Your task is to transcribe all of the data below exactly, omitting the images.

========================

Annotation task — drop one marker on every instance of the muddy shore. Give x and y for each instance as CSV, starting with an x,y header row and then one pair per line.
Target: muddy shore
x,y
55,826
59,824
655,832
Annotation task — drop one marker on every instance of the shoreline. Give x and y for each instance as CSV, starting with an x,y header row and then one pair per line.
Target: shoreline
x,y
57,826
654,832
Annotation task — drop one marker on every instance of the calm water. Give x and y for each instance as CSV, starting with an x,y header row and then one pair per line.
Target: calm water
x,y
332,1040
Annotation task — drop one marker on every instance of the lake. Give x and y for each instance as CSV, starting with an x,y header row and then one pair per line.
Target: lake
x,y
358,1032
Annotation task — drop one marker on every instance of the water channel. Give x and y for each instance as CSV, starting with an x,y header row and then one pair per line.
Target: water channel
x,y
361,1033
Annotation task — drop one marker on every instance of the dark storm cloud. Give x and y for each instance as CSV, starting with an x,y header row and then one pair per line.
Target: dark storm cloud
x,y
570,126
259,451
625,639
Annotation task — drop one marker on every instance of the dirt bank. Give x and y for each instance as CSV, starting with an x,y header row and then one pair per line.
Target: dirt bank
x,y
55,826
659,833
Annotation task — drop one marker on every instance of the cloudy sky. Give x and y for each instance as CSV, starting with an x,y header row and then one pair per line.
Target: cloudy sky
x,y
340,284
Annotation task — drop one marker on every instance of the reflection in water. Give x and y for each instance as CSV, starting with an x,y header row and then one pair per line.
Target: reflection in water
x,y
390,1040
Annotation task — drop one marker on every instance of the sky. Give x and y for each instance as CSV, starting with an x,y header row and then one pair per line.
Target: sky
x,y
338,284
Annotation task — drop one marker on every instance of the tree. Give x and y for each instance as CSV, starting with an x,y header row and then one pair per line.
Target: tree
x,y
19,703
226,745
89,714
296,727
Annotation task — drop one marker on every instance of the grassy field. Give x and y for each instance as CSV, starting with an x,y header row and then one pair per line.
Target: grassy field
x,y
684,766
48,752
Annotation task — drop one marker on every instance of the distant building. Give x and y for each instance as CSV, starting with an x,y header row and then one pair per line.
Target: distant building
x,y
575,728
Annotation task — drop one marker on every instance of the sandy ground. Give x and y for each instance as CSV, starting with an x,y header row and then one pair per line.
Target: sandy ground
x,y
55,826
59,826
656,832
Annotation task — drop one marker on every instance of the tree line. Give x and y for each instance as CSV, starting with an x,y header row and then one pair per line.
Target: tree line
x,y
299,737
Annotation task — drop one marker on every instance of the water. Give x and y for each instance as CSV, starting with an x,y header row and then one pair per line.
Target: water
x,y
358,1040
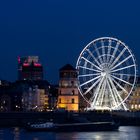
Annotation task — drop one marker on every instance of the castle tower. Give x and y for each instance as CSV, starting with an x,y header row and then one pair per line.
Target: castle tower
x,y
68,96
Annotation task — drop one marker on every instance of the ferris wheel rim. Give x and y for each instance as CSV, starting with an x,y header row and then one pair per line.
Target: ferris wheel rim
x,y
131,55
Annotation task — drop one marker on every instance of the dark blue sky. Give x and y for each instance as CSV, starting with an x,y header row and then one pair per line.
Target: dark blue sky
x,y
57,30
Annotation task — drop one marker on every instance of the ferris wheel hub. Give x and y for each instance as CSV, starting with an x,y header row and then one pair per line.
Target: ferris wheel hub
x,y
106,73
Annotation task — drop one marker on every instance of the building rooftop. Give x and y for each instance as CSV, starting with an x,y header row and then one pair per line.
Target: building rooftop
x,y
67,67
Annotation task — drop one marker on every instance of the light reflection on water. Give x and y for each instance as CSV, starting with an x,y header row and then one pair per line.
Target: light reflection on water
x,y
124,133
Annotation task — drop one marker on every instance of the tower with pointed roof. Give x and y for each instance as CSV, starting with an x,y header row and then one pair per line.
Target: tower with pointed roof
x,y
68,97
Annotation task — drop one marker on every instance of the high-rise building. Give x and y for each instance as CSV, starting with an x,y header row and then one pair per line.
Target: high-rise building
x,y
68,95
29,68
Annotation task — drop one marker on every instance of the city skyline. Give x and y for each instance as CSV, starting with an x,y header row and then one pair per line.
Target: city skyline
x,y
57,31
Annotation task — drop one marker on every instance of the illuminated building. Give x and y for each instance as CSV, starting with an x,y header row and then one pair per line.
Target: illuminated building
x,y
68,95
29,68
134,100
35,99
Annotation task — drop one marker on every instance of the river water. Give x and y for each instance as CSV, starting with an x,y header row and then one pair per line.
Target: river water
x,y
124,133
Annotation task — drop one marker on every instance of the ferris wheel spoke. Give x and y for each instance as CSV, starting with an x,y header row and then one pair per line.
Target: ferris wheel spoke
x,y
130,66
109,50
93,57
102,93
120,98
122,62
91,69
114,52
98,54
103,50
113,96
115,92
91,63
90,88
120,86
89,81
122,80
122,74
86,75
118,57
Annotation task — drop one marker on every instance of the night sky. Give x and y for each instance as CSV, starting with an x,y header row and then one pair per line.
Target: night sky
x,y
58,30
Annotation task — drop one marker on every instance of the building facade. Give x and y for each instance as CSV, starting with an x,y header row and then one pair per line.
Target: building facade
x,y
68,95
29,68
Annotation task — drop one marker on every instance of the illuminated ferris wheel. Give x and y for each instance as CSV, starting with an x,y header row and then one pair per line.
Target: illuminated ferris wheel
x,y
106,73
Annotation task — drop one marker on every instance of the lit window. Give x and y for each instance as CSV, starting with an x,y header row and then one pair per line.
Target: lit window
x,y
59,100
136,106
73,92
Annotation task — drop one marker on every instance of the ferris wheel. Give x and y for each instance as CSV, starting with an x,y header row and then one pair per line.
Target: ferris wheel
x,y
106,73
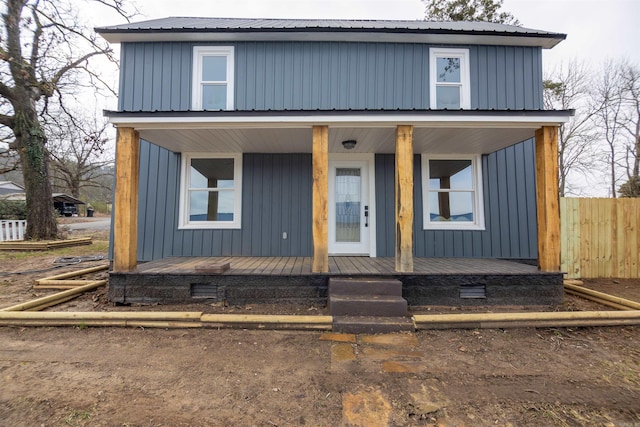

========================

> [ANSWER SPACE]
Annotation task — drop one marker on every instance of the muddy shore. Give x and y for each instance as CSV, starting with an x,y header row and then one pair per line.
Target: muddy shore
x,y
55,826
59,824
655,832
Annotation task — drop one marker on every instance of the shoreline. Give x and y for each instance as CSV, starting with an x,y header row and then one pair per line.
Target: shoreline
x,y
57,826
654,832
Annotation task — drop one marker on every instance of the calm water. Give x and y for each instance as CSV, starting with an x,y header row and then one pair per line.
Target: calm water
x,y
332,1040
Annotation task — drop one marker on every instance of the lake. Give x and y for each instance as CSV, starting with an x,y header row and then one pair per line.
Target: lake
x,y
358,1032
Annotation task — drop one marker on every instance of the water channel. Give x and y for each instance as CSV, starting with an x,y header row and then one pair per line.
Target: water channel
x,y
361,1033
Annotation task — drop one marker on every instance of the dark storm cloud. Give x and y for each instance as CSV, starting with an x,y header row and then one pair per line.
Target: dark storm cloud
x,y
570,126
259,451
625,639
Annotation task — drop one marker on every instance of the dirt bank. Give x and y for each instance as CSV, starting with an x,y header row and then one pair per line.
Target: dirt bank
x,y
55,826
659,833
Annotation task — drop one marker on every instance of the cloudy sky. Give x and y for each instance as CSV, starting with an x,y header row and then one pair per line.
Target: cloudy sky
x,y
340,284
Annotation task — drop one marker on every instance of the reflection in water. Give x and y for each instance as CSV, starting with an x,y header row and then one pair per line.
Target: reflection in water
x,y
390,1040
Annotation task — drop one marker on every instance of the sky. Give x and y for each instance as CSV, starting with an x,y header row and then one pair per line.
Target: sky
x,y
338,284
Annotation task — drop one marker on every instance of the tree. Give x and y for each instance as CSV, starting with an x,y header row and then one pair per line.
Target: tree
x,y
19,703
226,745
89,714
296,727
Annotation task — drop one marker on every instance of the grassy field. Give x and y for each instance as CSV, starting with an x,y header row and then one pair per line.
Target: grassy field
x,y
684,766
48,752
Annotation task — drop one marker on every instance of the distant building. Give x and y for each instance as CSV, starting with an x,y header row and then one pair per line.
Target: distant building
x,y
575,728
Annotation task — drop one marker on every instance of the sandy ground. Give x and y for each instance as CSV, starting with an x,y header row and then one pair per line.
Target: sandy ground
x,y
55,826
59,826
656,832
Annotation task — drop one marker on every instance of the tree line. Give x and y for each instance as CSV, starting with an x,y header row and then one pair per line.
Target: tree line
x,y
299,737
Annotation task — drop one marker on every instance of the water. Give x and y for each instance as CSV, starting with an x,y header row and then one pair per line.
Target: water
x,y
358,1040
Annotation task — drop one marker on every instance of the castle tower. Give x and y for each instance as CSV, starting with an x,y header row and then one pair per line.
Target: castle tower
x,y
68,96
Annotation task — drop one marker on every instance of the ferris wheel rim. Give x and y for each instance as CSV, starting with an x,y header row and then one pair per line.
Target: ferris wheel rim
x,y
131,55
Annotation task — drop one marker on every instance of the dark blue sky. Give x and y for each instance as CSV, starting with an x,y header row and then one pair per line.
Target: dark blue sky
x,y
57,30
Annotation task — drop one marker on every instance of the ferris wheel hub. Give x and y for each instance as CSV, starting with an x,y header row and then one pair per line.
Target: ferris wheel hub
x,y
106,73
Annotation task — drop one marker on every instance of the building rooftop. Give x and y for each instance as CSV, starting with an x,y header row and then one pair per line.
Target: building rooftop
x,y
67,67
Annotation task — drop one marker on every instance of the light reflection on water. Give x and y for each instance as CSV, starting with an x,y header row and then one pair per line.
Target: light reflection on water
x,y
124,133
Annotation task — drop one marker on every instance of the tower with pointed roof. Give x and y for each instance as CSV, starting with an x,y header row and then one pair per line.
Target: tower with pointed roof
x,y
68,97
Annotation task — drop one marker on every instance of the high-rise building. Give x and y for each instance as CSV, starting with an x,y header row and then one pair per line.
Target: high-rise building
x,y
68,95
29,68
Annotation task — drop one marker on every instance of the city skyline. Give x and y for each instance as CSV, starting with an x,y header row and then one pair per line.
Target: city skyline
x,y
57,31
Annotation task — drop one marker on every instance of the illuminated building. Give x and y for each instance as CSV, starting with an x,y header row and then one pair per line.
Target: illuminated building
x,y
68,95
29,68
134,100
35,99
Annotation task — drop one marker on every instance of the river water. Give x and y for each instance as CSV, starting with an x,y header row and then one pair per line.
Target: river water
x,y
124,133
Annotation task — drop one marker on every instance of the ferris wheel spoke. Give x and y for each instance as CSV, starting with an x,y header row and then one pair per line.
Target: ferris wheel spoke
x,y
130,66
109,50
93,57
102,93
120,98
122,62
91,69
114,52
98,54
103,50
113,96
115,92
91,63
90,88
120,86
89,81
122,80
122,74
86,75
118,57
Annotation task — drop one marker on every instance of the night sky. Give x and y for each instance as CSV, starting with an x,y header row and then one pair per line.
Target: night sky
x,y
58,30
Annotation task — drop one marker on every instance of the building facade. Give x and y for each instance as CSV, starting with an x,y header row and then one pair per line.
Target: building facade
x,y
68,95
29,68
Annotation task — drop one marker on every instance of the illuminated ferris wheel. Give x and y for each instance as CSV, starting with an x,y header row and then one pair per line.
Target: illuminated ferris wheel
x,y
106,73
Annotation task — drop one marker on every instance of the lit window. Give x and y for each instance as CSV, starting with an x,y header row and then one pair per line.
Target: lit window
x,y
59,100
136,106
73,92
Annotation task — drop one marker on every instance of the ferris wheel. Give x and y for each instance as CSV, starting with an x,y header row and then one pair per line.
Target: ferris wheel
x,y
106,73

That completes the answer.